How to login and then download a file from aspx web pages with R
I'm trying to automate the download of the Panel Study of Income Dynamics files available on this web page using R. Clicking on any of those files takes the user through to this login/authentication page. After authentication, it's easy to download the files with your web browser. Unfortunately, the httr
code below does not appear to be maintaining the authentication. I have tried inspecting the Headers
in Chrome for the Login.aspx page (as described here), but it doesn't appear to maintain the authentication even when I believe I'm passing in all the correct values. I don't care if it's done with httr
or RCurl
or something else, I'd just like something that works inside R so I don't need to have users of this script have to download the files manually or with some completely separate program. One of my attempts at this is below, but it doesn't work. Any help would be appreciated. Thanks!! :D
require(httr)
values <-
list(
"ctl00$ContentPlaceHolder3$Login1$UserName" = "[email protected]" ,
"ctl00$ContentPlaceHolder3$Login1$Password" = "somepassword" ,
"ctl00$ContentPlaceHolder3$Login1$LoginButton" = "Log In" ,
"_LASTFOCUS" = "" ,
"_EVENTTARGET" = "" ,
"_EVENTARGUMENT" = ""
)
POST( "http://simba.isr.umich.edu/u/Login.aspx?redir=http%3a%2f%2fsimba.isr.umich.edu%2fZips%2fZipMain.aspx" , body = values )
resp <- GET( "http://simba.isr.umich.edu/Zips/GetFile.aspx" , query = list( file = "1053" ) )
Solution 1:
Beside storing the cookie after authentication (see my above comment) there was another problematic point in your solution: the ASP.net site sets a VIEWSTATE
key-value pair in the cookie which is to be reserved in your queries - if you check, you could not even login in your example (the result of the POST
command holds info about how to login, just check it out).
An outline of a possible solution:
-
Load
RCurl
package:> library(RCurl)
-
Set some handy
curl
options:> curl = getCurlHandle() > curlSetOpt(cookiejar = 'cookies.txt', followlocation = TRUE, autoreferer = TRUE, curl = curl)
-
Load the page for the first time to capture
VIEWSTATE
:> html <- getURL('http://simba.isr.umich.edu/u/Login.aspx', curl = curl)
-
Extract
VIEWSTATE
with a regular expression or any other tool:> viewstate <- as.character(sub('.*id="__VIEWSTATE" value="([0-9a-zA-Z+/=]*).*', '\\1', html))
-
Set the parameters as your username, password and the
VIEWSTATE
:> params <- list( 'ctl00$ContentPlaceHolder3$Login1$UserName' = '<USERNAME>', 'ctl00$ContentPlaceHolder3$Login1$Password' = '<PASSWORD>', 'ctl00$ContentPlaceHolder3$Login1$LoginButton' = 'Log In', '__VIEWSTATE' = viewstate )
-
Log in at last:
> html = postForm('http://simba.isr.umich.edu/u/Login.aspx', .params = params, curl = curl)
Congrats, now you are logged in and
curl
holds the cookie verifying that! -
Verify if you are logged in:
> grepl('Logout', html) [1] TRUE
So you can go ahead and download any file - just be sure to pass
curl = curl
in all your queries.
^^^^
REQUEST 1 – Filter the listing below and copy every line that contains the string "blue".

SUPPLIED ENTRIES –
^^^^
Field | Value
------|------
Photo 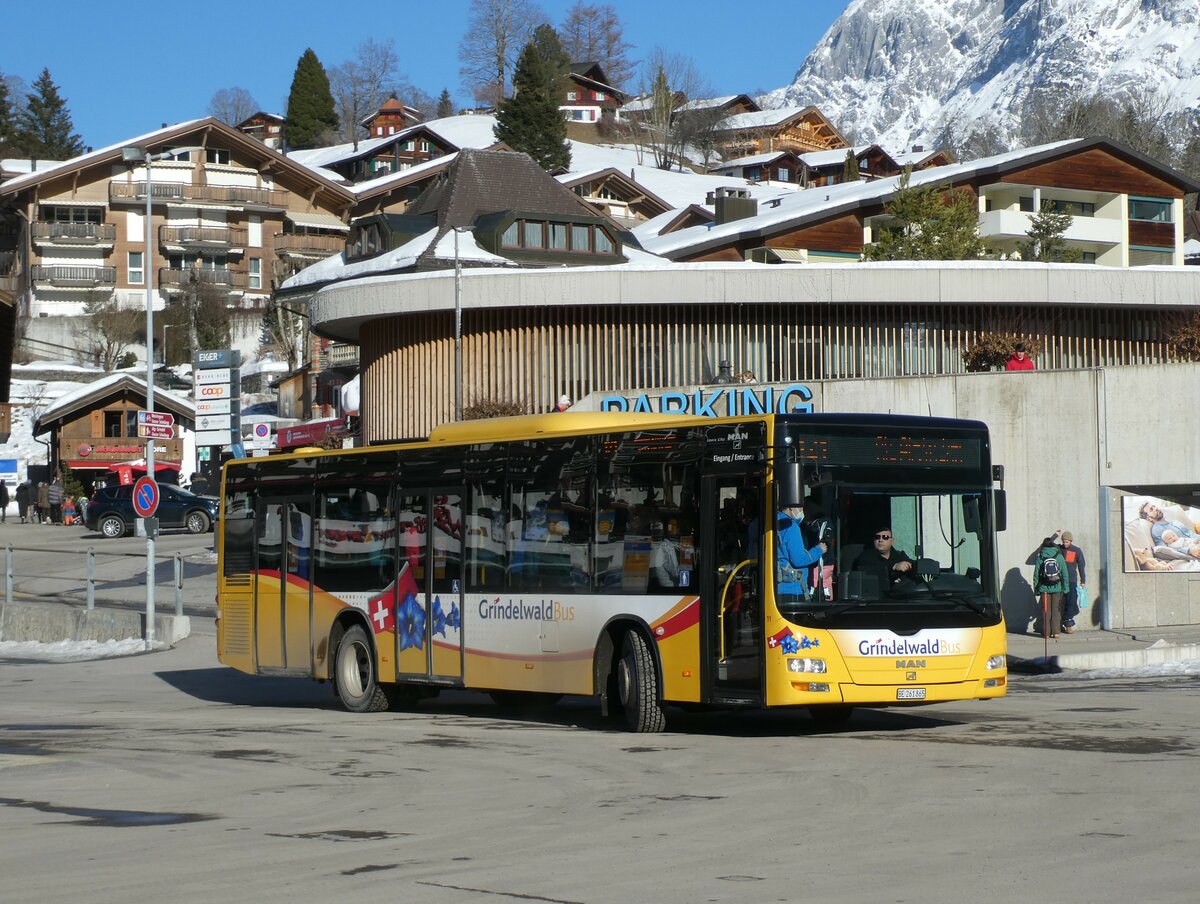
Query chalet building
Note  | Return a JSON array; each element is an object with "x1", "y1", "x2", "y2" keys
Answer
[
  {"x1": 359, "y1": 95, "x2": 421, "y2": 138},
  {"x1": 288, "y1": 114, "x2": 496, "y2": 186},
  {"x1": 34, "y1": 373, "x2": 196, "y2": 490},
  {"x1": 715, "y1": 107, "x2": 850, "y2": 158},
  {"x1": 617, "y1": 94, "x2": 762, "y2": 122},
  {"x1": 0, "y1": 119, "x2": 354, "y2": 318},
  {"x1": 234, "y1": 110, "x2": 284, "y2": 150},
  {"x1": 892, "y1": 144, "x2": 958, "y2": 170},
  {"x1": 558, "y1": 167, "x2": 672, "y2": 228},
  {"x1": 708, "y1": 151, "x2": 801, "y2": 187},
  {"x1": 558, "y1": 62, "x2": 626, "y2": 125},
  {"x1": 642, "y1": 139, "x2": 1196, "y2": 267}
]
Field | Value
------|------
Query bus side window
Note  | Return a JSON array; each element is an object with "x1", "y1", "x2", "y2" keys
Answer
[{"x1": 508, "y1": 439, "x2": 592, "y2": 592}]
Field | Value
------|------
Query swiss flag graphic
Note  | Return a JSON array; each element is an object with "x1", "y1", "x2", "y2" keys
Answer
[{"x1": 367, "y1": 562, "x2": 419, "y2": 634}]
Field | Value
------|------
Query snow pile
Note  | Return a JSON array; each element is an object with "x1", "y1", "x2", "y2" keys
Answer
[{"x1": 0, "y1": 637, "x2": 168, "y2": 663}]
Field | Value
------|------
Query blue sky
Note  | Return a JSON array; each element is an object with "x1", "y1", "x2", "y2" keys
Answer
[{"x1": 0, "y1": 0, "x2": 848, "y2": 148}]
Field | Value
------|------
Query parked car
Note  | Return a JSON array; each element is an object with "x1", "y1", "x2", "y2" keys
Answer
[{"x1": 84, "y1": 484, "x2": 218, "y2": 537}]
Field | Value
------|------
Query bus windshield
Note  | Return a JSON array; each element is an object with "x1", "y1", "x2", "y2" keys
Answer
[{"x1": 775, "y1": 486, "x2": 995, "y2": 616}]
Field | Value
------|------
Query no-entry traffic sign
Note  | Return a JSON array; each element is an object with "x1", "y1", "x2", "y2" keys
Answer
[{"x1": 133, "y1": 475, "x2": 161, "y2": 517}]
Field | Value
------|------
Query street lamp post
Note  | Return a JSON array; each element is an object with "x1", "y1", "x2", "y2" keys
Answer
[
  {"x1": 121, "y1": 146, "x2": 200, "y2": 649},
  {"x1": 454, "y1": 226, "x2": 462, "y2": 420}
]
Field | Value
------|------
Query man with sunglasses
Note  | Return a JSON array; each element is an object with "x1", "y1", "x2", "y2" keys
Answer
[{"x1": 853, "y1": 527, "x2": 916, "y2": 593}]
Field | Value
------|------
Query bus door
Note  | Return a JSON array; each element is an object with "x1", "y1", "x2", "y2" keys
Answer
[
  {"x1": 396, "y1": 487, "x2": 463, "y2": 682},
  {"x1": 700, "y1": 474, "x2": 763, "y2": 702},
  {"x1": 254, "y1": 496, "x2": 312, "y2": 675}
]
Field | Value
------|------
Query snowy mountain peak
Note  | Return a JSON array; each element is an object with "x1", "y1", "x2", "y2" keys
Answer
[{"x1": 761, "y1": 0, "x2": 1200, "y2": 150}]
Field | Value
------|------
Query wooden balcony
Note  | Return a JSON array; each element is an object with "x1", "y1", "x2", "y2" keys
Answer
[
  {"x1": 158, "y1": 226, "x2": 247, "y2": 251},
  {"x1": 30, "y1": 221, "x2": 116, "y2": 247},
  {"x1": 29, "y1": 264, "x2": 116, "y2": 289},
  {"x1": 158, "y1": 267, "x2": 246, "y2": 291},
  {"x1": 275, "y1": 233, "x2": 346, "y2": 257},
  {"x1": 108, "y1": 182, "x2": 292, "y2": 210}
]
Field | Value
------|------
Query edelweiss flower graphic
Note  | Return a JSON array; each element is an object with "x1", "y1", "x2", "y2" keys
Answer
[
  {"x1": 397, "y1": 593, "x2": 425, "y2": 649},
  {"x1": 433, "y1": 597, "x2": 446, "y2": 637}
]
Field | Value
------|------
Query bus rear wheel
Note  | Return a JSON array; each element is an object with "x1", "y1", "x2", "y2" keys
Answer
[
  {"x1": 617, "y1": 631, "x2": 667, "y2": 734},
  {"x1": 334, "y1": 624, "x2": 388, "y2": 713}
]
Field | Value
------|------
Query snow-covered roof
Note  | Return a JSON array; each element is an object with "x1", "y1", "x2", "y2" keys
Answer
[
  {"x1": 642, "y1": 139, "x2": 1088, "y2": 255},
  {"x1": 280, "y1": 227, "x2": 516, "y2": 289},
  {"x1": 37, "y1": 371, "x2": 196, "y2": 424},
  {"x1": 800, "y1": 144, "x2": 871, "y2": 167},
  {"x1": 716, "y1": 107, "x2": 811, "y2": 131},
  {"x1": 708, "y1": 151, "x2": 792, "y2": 172},
  {"x1": 4, "y1": 119, "x2": 204, "y2": 191}
]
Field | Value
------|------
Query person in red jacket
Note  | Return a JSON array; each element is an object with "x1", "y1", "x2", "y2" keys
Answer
[{"x1": 1004, "y1": 342, "x2": 1033, "y2": 371}]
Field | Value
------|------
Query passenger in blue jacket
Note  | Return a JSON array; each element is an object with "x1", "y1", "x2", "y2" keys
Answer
[{"x1": 775, "y1": 503, "x2": 829, "y2": 604}]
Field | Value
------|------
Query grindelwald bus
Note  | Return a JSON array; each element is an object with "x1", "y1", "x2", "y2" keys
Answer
[{"x1": 217, "y1": 413, "x2": 1007, "y2": 731}]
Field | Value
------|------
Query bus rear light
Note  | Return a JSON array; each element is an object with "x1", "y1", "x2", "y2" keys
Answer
[{"x1": 787, "y1": 657, "x2": 827, "y2": 675}]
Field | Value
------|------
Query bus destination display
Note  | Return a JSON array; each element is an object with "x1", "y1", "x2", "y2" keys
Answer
[{"x1": 792, "y1": 433, "x2": 980, "y2": 468}]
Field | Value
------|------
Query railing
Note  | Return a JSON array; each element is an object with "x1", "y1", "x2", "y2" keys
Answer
[
  {"x1": 275, "y1": 233, "x2": 346, "y2": 256},
  {"x1": 29, "y1": 264, "x2": 116, "y2": 287},
  {"x1": 108, "y1": 182, "x2": 292, "y2": 210},
  {"x1": 158, "y1": 267, "x2": 246, "y2": 289},
  {"x1": 329, "y1": 342, "x2": 359, "y2": 367},
  {"x1": 31, "y1": 221, "x2": 116, "y2": 245},
  {"x1": 158, "y1": 226, "x2": 248, "y2": 247},
  {"x1": 4, "y1": 543, "x2": 184, "y2": 616}
]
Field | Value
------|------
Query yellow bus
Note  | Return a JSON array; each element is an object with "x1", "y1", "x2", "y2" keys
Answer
[{"x1": 217, "y1": 413, "x2": 1007, "y2": 731}]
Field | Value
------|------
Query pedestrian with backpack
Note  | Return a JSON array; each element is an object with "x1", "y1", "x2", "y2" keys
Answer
[{"x1": 1033, "y1": 534, "x2": 1068, "y2": 637}]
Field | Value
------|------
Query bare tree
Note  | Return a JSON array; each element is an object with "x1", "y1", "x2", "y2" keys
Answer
[
  {"x1": 635, "y1": 48, "x2": 715, "y2": 169},
  {"x1": 259, "y1": 292, "x2": 308, "y2": 370},
  {"x1": 458, "y1": 0, "x2": 548, "y2": 106},
  {"x1": 76, "y1": 292, "x2": 146, "y2": 372},
  {"x1": 209, "y1": 88, "x2": 262, "y2": 126},
  {"x1": 329, "y1": 37, "x2": 408, "y2": 144},
  {"x1": 558, "y1": 0, "x2": 634, "y2": 88}
]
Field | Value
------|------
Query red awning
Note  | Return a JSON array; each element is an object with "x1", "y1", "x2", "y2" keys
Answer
[{"x1": 108, "y1": 459, "x2": 180, "y2": 471}]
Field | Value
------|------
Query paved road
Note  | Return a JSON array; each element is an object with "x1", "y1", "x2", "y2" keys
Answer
[{"x1": 0, "y1": 621, "x2": 1200, "y2": 904}]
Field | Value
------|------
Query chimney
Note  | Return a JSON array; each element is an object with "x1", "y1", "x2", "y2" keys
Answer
[{"x1": 707, "y1": 186, "x2": 758, "y2": 226}]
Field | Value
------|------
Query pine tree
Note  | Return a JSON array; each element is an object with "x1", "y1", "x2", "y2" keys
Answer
[
  {"x1": 496, "y1": 35, "x2": 571, "y2": 170},
  {"x1": 283, "y1": 47, "x2": 337, "y2": 148},
  {"x1": 841, "y1": 148, "x2": 862, "y2": 182},
  {"x1": 863, "y1": 167, "x2": 985, "y2": 261},
  {"x1": 1016, "y1": 199, "x2": 1084, "y2": 264},
  {"x1": 0, "y1": 72, "x2": 17, "y2": 157},
  {"x1": 16, "y1": 68, "x2": 84, "y2": 160}
]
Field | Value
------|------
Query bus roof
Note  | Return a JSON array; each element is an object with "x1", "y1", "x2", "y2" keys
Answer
[{"x1": 427, "y1": 412, "x2": 724, "y2": 443}]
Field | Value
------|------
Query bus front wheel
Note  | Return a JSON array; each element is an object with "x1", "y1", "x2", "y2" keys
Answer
[
  {"x1": 334, "y1": 624, "x2": 388, "y2": 713},
  {"x1": 617, "y1": 631, "x2": 667, "y2": 734}
]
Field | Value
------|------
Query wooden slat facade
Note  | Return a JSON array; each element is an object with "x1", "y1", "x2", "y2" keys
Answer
[{"x1": 361, "y1": 304, "x2": 1180, "y2": 443}]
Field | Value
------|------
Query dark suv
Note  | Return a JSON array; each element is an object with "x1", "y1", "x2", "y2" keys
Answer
[{"x1": 84, "y1": 484, "x2": 217, "y2": 537}]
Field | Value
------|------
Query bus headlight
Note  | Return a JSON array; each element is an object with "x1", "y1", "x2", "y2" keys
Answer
^^^^
REQUEST 2 – Shorten the paragraph in the R login thread that begins "Beside storing the cookie after authentication," keeping its main points.

EXERCISE RESPONSE 1 –
Query blue sky
Query passenger in blue jacket

EXERCISE RESPONSE 2 – Storing the cookie after login isn't the only problem. The ASP.net site also sets a VIEWSTATE key-value pair in the cookie, and that pair must be kept in your queries. Without it, the example never logs in at all, which you can see from the POST result: it still holds information about how to log in.